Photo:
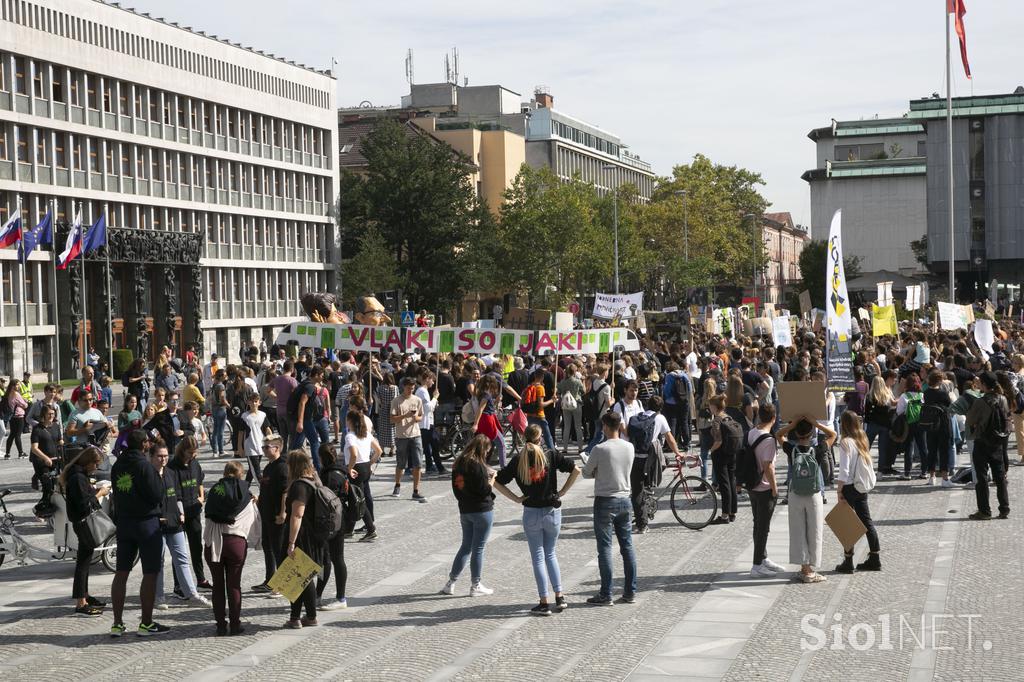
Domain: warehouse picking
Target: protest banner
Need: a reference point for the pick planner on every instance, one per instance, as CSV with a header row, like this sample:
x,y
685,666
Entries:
x,y
884,320
617,306
839,357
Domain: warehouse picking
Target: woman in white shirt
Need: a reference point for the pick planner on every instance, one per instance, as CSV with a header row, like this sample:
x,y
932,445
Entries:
x,y
855,479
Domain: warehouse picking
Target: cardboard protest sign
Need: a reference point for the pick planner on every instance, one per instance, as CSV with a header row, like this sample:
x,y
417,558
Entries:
x,y
797,398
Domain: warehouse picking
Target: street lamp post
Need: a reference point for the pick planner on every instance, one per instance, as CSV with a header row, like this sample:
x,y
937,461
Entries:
x,y
686,226
614,213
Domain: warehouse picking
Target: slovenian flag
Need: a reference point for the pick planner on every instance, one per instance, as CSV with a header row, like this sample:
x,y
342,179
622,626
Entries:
x,y
11,230
41,235
73,247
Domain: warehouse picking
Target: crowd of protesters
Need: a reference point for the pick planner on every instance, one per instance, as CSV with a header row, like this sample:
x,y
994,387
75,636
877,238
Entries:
x,y
294,422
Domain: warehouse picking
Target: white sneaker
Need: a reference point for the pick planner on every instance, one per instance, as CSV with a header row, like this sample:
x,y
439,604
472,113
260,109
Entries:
x,y
479,590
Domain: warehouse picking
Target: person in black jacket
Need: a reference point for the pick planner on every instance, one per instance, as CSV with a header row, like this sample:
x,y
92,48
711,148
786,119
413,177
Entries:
x,y
335,476
83,499
138,499
471,481
193,497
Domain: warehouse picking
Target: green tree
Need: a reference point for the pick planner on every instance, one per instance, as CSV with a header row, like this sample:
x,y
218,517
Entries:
x,y
813,261
417,195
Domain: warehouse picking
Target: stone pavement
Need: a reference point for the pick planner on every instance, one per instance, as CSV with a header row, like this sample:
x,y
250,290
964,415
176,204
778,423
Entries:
x,y
697,614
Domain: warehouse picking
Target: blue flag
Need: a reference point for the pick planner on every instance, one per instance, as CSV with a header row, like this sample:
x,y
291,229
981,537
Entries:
x,y
41,235
96,237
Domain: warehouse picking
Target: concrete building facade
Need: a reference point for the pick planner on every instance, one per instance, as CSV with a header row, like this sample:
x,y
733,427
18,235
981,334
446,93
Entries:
x,y
220,155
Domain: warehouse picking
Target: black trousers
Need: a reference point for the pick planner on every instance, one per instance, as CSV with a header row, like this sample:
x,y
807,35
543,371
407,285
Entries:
x,y
80,588
986,456
194,534
725,475
763,507
858,501
336,553
638,476
273,548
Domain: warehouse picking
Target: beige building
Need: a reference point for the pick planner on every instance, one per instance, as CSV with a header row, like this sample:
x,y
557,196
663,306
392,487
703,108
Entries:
x,y
783,244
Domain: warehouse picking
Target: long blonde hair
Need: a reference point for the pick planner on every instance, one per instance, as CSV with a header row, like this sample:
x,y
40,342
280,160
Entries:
x,y
880,392
532,458
849,427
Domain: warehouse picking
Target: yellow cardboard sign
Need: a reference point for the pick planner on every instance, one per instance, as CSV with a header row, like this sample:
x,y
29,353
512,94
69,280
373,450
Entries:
x,y
294,573
884,320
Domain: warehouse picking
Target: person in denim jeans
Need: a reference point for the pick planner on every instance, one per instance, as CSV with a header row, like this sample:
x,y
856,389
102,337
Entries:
x,y
609,465
471,480
534,401
535,473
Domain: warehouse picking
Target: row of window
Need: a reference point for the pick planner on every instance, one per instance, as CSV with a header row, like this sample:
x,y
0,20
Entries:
x,y
130,44
226,236
64,151
144,111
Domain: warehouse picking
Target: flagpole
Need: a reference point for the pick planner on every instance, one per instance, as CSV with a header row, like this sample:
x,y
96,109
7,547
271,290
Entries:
x,y
949,144
83,355
25,304
108,286
56,322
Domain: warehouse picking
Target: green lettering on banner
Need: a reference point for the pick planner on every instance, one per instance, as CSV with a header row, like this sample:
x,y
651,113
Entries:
x,y
448,342
508,344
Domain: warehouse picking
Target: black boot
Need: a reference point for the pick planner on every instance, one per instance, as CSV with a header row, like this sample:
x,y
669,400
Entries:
x,y
872,563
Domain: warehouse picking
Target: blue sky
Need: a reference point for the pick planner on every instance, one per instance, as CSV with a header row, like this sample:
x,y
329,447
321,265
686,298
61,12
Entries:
x,y
740,81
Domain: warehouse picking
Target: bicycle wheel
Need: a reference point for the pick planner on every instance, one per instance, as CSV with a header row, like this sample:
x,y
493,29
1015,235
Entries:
x,y
693,502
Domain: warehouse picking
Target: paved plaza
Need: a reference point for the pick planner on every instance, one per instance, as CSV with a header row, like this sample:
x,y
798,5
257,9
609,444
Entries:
x,y
946,605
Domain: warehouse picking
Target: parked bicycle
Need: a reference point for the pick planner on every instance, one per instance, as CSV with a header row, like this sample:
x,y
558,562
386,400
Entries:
x,y
17,546
692,500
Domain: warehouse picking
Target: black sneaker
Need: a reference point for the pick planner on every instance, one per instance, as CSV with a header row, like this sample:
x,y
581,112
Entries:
x,y
151,630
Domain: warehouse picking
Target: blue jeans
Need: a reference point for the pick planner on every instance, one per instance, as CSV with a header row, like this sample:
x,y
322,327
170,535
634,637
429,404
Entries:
x,y
614,514
549,441
180,563
217,437
542,525
475,529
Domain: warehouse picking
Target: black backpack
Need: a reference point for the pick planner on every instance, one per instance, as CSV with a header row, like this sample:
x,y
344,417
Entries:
x,y
748,468
732,437
641,432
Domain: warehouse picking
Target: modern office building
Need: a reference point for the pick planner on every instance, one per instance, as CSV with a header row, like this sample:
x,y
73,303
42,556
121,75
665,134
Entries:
x,y
890,178
214,163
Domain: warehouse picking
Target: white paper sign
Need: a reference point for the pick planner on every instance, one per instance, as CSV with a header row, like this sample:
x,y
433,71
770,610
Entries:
x,y
984,335
610,306
951,316
781,336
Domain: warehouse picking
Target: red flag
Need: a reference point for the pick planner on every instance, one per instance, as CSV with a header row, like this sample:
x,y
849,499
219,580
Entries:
x,y
956,7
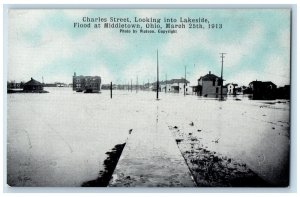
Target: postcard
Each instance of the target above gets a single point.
(148, 97)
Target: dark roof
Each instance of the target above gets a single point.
(234, 84)
(209, 77)
(262, 82)
(33, 82)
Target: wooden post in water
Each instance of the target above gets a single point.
(222, 56)
(111, 90)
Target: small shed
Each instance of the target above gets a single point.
(33, 86)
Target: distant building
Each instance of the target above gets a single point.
(283, 92)
(14, 85)
(210, 86)
(263, 90)
(88, 84)
(33, 86)
(231, 88)
(176, 86)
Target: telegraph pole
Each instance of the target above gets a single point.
(222, 56)
(184, 79)
(157, 76)
(137, 83)
(111, 90)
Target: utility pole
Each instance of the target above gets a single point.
(166, 84)
(184, 79)
(157, 77)
(137, 83)
(222, 56)
(111, 90)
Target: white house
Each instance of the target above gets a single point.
(231, 88)
(176, 86)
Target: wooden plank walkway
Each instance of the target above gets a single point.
(151, 158)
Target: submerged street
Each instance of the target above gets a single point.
(60, 138)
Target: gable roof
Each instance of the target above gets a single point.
(32, 82)
(209, 77)
(176, 81)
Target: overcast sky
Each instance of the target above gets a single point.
(44, 43)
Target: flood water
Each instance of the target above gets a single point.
(60, 138)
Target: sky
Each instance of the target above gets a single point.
(45, 44)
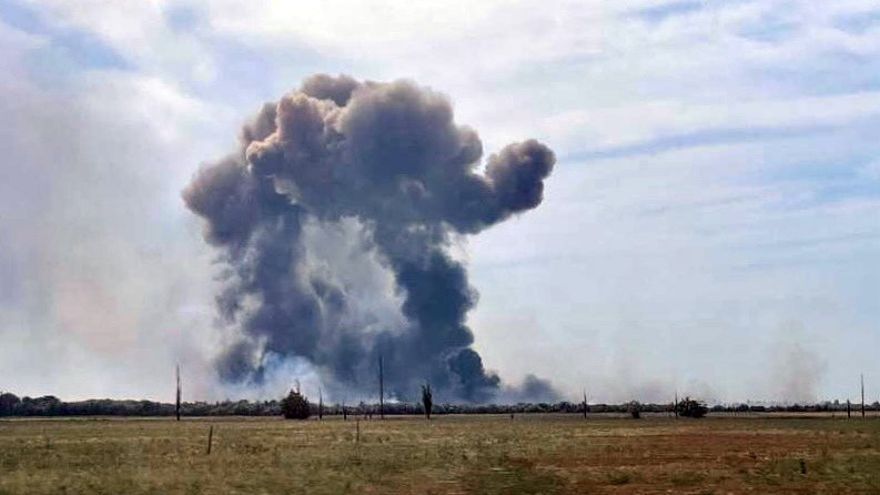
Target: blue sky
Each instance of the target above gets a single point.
(712, 227)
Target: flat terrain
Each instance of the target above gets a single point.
(462, 454)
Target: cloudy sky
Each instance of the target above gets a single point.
(712, 225)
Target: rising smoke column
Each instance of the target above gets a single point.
(389, 158)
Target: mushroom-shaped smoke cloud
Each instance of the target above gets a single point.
(386, 163)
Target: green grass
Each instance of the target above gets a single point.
(463, 454)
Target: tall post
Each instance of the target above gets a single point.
(177, 402)
(862, 380)
(381, 390)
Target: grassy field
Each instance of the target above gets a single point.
(463, 454)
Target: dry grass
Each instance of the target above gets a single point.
(480, 455)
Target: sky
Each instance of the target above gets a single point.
(711, 227)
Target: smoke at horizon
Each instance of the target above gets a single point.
(335, 220)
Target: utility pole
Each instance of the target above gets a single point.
(177, 402)
(381, 390)
(862, 379)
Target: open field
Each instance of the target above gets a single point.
(461, 454)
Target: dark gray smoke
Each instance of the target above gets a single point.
(388, 158)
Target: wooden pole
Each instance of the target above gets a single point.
(381, 390)
(585, 404)
(862, 379)
(210, 438)
(177, 402)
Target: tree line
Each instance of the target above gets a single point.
(12, 405)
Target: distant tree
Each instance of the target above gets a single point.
(635, 409)
(690, 408)
(8, 403)
(295, 406)
(427, 400)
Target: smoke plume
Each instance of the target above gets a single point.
(383, 169)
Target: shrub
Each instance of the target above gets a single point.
(635, 409)
(295, 406)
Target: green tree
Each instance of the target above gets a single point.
(690, 408)
(295, 406)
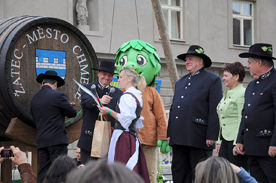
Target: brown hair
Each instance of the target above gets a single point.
(236, 68)
(215, 170)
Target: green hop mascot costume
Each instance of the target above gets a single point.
(143, 58)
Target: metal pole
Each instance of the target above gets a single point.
(170, 62)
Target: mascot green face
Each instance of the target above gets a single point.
(140, 55)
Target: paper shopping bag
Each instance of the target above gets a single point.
(101, 138)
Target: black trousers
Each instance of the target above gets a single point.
(85, 157)
(262, 168)
(184, 161)
(226, 151)
(46, 157)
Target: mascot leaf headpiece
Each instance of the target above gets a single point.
(140, 55)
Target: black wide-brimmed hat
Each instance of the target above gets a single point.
(107, 66)
(197, 51)
(259, 50)
(50, 74)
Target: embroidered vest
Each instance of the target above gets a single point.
(131, 127)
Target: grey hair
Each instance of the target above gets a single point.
(50, 81)
(215, 170)
(266, 62)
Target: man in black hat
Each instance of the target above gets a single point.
(193, 123)
(257, 133)
(90, 110)
(49, 108)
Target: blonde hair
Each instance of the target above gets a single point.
(215, 170)
(137, 80)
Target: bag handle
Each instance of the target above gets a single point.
(100, 116)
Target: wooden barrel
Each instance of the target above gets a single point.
(30, 45)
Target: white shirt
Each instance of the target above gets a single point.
(128, 106)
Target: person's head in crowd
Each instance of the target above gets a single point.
(100, 171)
(19, 157)
(105, 72)
(78, 154)
(195, 59)
(260, 59)
(51, 79)
(233, 74)
(215, 170)
(61, 166)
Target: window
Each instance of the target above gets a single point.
(172, 10)
(242, 23)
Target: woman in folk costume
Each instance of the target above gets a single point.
(125, 146)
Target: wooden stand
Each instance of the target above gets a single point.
(24, 137)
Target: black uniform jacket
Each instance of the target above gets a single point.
(49, 108)
(193, 117)
(91, 113)
(258, 124)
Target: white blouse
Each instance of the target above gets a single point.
(128, 106)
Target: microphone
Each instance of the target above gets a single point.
(111, 91)
(93, 89)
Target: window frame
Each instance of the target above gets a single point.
(243, 17)
(170, 8)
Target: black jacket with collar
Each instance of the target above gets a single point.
(258, 124)
(91, 113)
(49, 108)
(193, 116)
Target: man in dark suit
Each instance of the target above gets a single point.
(193, 122)
(49, 108)
(257, 133)
(90, 110)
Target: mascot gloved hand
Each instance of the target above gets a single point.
(164, 146)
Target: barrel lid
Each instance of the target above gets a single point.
(30, 45)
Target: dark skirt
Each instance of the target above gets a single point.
(125, 148)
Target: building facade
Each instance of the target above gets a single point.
(224, 28)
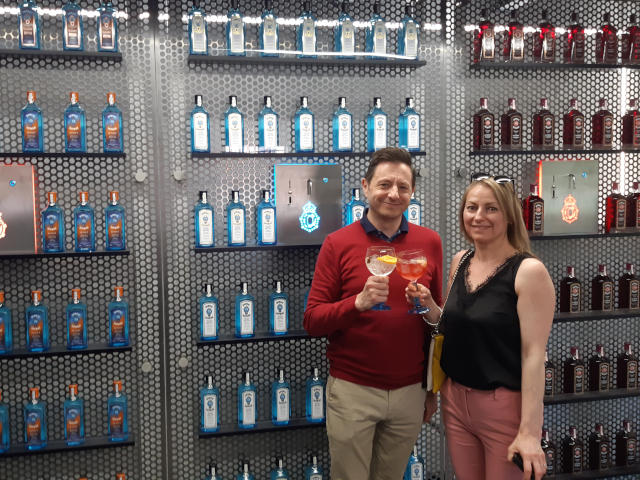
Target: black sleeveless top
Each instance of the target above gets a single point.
(482, 330)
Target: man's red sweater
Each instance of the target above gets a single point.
(381, 349)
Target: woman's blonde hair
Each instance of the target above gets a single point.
(510, 205)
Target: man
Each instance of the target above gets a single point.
(375, 399)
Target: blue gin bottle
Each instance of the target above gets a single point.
(355, 208)
(236, 221)
(247, 404)
(72, 28)
(32, 125)
(203, 216)
(118, 430)
(208, 308)
(6, 324)
(198, 39)
(280, 400)
(413, 213)
(75, 126)
(269, 31)
(409, 127)
(245, 313)
(74, 417)
(313, 471)
(114, 220)
(35, 421)
(76, 314)
(37, 323)
(5, 428)
(376, 127)
(344, 36)
(235, 31)
(304, 126)
(342, 123)
(278, 311)
(233, 127)
(376, 40)
(52, 226)
(268, 127)
(409, 37)
(200, 128)
(107, 28)
(84, 225)
(306, 33)
(112, 139)
(415, 467)
(118, 310)
(315, 405)
(266, 220)
(29, 26)
(209, 408)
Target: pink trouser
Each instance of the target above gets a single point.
(480, 425)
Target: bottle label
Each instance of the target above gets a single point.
(248, 408)
(236, 216)
(380, 132)
(280, 315)
(235, 132)
(317, 402)
(246, 317)
(268, 219)
(282, 405)
(205, 227)
(200, 131)
(306, 131)
(209, 320)
(344, 131)
(210, 410)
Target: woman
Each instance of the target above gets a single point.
(496, 320)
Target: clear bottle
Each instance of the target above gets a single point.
(32, 125)
(409, 127)
(118, 311)
(245, 313)
(376, 127)
(117, 414)
(304, 124)
(84, 225)
(209, 408)
(236, 221)
(268, 127)
(306, 32)
(52, 225)
(208, 307)
(315, 403)
(280, 400)
(247, 404)
(200, 128)
(35, 421)
(233, 127)
(37, 324)
(342, 123)
(198, 38)
(75, 129)
(278, 311)
(107, 28)
(74, 417)
(6, 327)
(76, 315)
(269, 31)
(203, 220)
(114, 220)
(72, 28)
(112, 139)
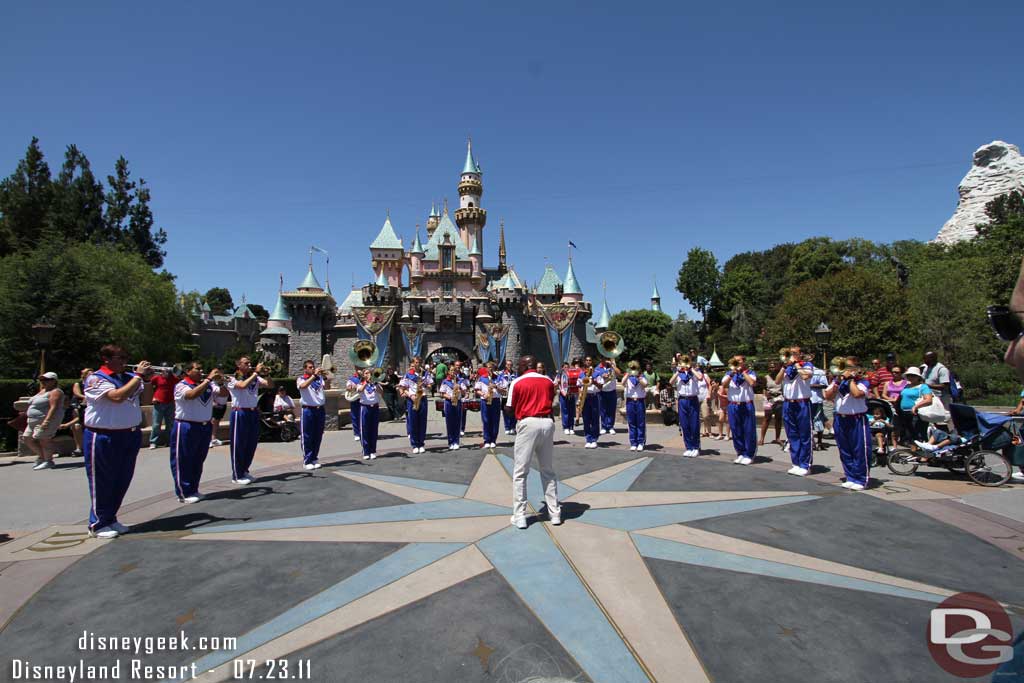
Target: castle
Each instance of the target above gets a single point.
(438, 300)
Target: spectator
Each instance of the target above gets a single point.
(772, 404)
(667, 402)
(163, 404)
(914, 396)
(891, 392)
(936, 377)
(78, 404)
(43, 415)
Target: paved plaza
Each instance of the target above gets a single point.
(407, 568)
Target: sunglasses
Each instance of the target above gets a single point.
(1006, 324)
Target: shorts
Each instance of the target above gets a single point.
(35, 429)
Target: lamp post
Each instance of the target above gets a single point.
(822, 336)
(42, 330)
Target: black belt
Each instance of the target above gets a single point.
(101, 430)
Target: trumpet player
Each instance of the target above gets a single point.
(635, 394)
(192, 430)
(795, 376)
(568, 392)
(352, 387)
(311, 386)
(686, 381)
(244, 388)
(452, 392)
(591, 411)
(370, 413)
(491, 407)
(853, 437)
(738, 384)
(112, 437)
(505, 379)
(413, 387)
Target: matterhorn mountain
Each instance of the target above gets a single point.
(997, 169)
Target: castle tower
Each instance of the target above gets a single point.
(469, 216)
(432, 220)
(502, 268)
(655, 299)
(388, 254)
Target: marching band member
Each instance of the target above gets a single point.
(370, 414)
(853, 437)
(452, 392)
(738, 383)
(311, 386)
(352, 385)
(635, 393)
(687, 382)
(414, 384)
(489, 406)
(190, 433)
(591, 410)
(245, 388)
(505, 380)
(112, 437)
(795, 378)
(609, 398)
(568, 391)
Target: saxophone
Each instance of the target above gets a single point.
(418, 396)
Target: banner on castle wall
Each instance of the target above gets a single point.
(412, 337)
(483, 346)
(499, 336)
(558, 318)
(374, 323)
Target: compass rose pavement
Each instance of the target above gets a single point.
(408, 568)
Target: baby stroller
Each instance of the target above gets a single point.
(879, 456)
(979, 451)
(273, 426)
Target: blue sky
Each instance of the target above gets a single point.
(637, 130)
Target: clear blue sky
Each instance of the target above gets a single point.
(636, 130)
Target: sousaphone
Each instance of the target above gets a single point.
(610, 344)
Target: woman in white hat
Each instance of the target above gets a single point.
(914, 396)
(44, 414)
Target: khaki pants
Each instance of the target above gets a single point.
(534, 435)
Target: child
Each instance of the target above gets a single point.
(882, 427)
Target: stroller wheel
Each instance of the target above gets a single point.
(988, 468)
(902, 462)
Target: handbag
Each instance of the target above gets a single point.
(934, 412)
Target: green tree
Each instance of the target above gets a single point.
(698, 280)
(643, 333)
(80, 288)
(77, 208)
(219, 300)
(25, 202)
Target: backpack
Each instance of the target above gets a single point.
(955, 388)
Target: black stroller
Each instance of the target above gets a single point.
(274, 426)
(879, 455)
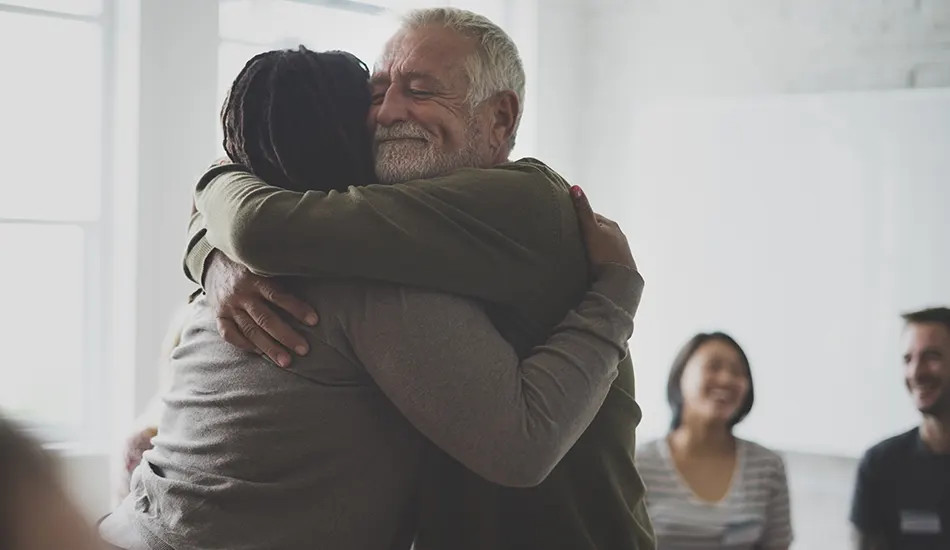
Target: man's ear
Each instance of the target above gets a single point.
(505, 110)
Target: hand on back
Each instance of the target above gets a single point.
(246, 307)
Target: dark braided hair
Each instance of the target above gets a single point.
(297, 120)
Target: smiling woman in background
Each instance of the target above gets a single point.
(707, 488)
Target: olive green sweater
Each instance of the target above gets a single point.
(507, 236)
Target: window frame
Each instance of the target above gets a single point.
(95, 362)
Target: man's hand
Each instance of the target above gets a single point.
(605, 242)
(244, 305)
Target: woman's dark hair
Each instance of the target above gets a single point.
(297, 120)
(21, 461)
(674, 393)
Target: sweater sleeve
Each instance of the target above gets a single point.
(453, 233)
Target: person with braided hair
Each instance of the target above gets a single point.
(335, 452)
(453, 214)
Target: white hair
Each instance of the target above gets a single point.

# # # # # # #

Exercise prompt: Shift the answer coordinates by adding 7 to each x and y value, and reproduce everything from the line containing "Target: child" down to the end of the rows, both included, with all other text unchanged. Leave the pictures out.

Response to the exercise:
Target: child
Each instance of the target above gets a single point.
(889, 434)
Target: stroller wheel
Each instance of the target above gets a single point.
(995, 475)
(909, 469)
Target: handbag
Each instance of the target above gets a single point.
(941, 419)
Target: green tree
Each instance of the target above gets a single point.
(705, 287)
(650, 340)
(87, 295)
(84, 215)
(226, 307)
(32, 209)
Target: backpack
Each instance of the target above gets a single point.
(962, 395)
Target: black stroller
Each instance of the target above gets a single point.
(281, 433)
(886, 462)
Target: man's ear
Each instance of the target above gets a single point.
(512, 117)
Target: hand on back
Each instance of the target above gets a single point.
(253, 314)
Target: dark braided hair
Each instance of the target above gets a single point.
(304, 127)
Target: smiling woman in background
Each instance of the target above gets a single point.
(714, 495)
Target: olive green sweater
Each instance of the target above gets a single point.
(514, 243)
Target: window frame
Each instance of the target above gets a single point.
(102, 369)
Target: man's hand
Each instance of the target above gets a single point.
(612, 249)
(251, 312)
Target: woman's dark hair
Each instance of the target above gets a single point.
(304, 127)
(28, 468)
(681, 400)
Target: sweater sleeve
Each instance of the target above gets a single point.
(460, 240)
Target: person with braided hair
Each instance of the target above gets a single point.
(342, 459)
(460, 221)
Target: white hair
Each instance of the target above gets a single point.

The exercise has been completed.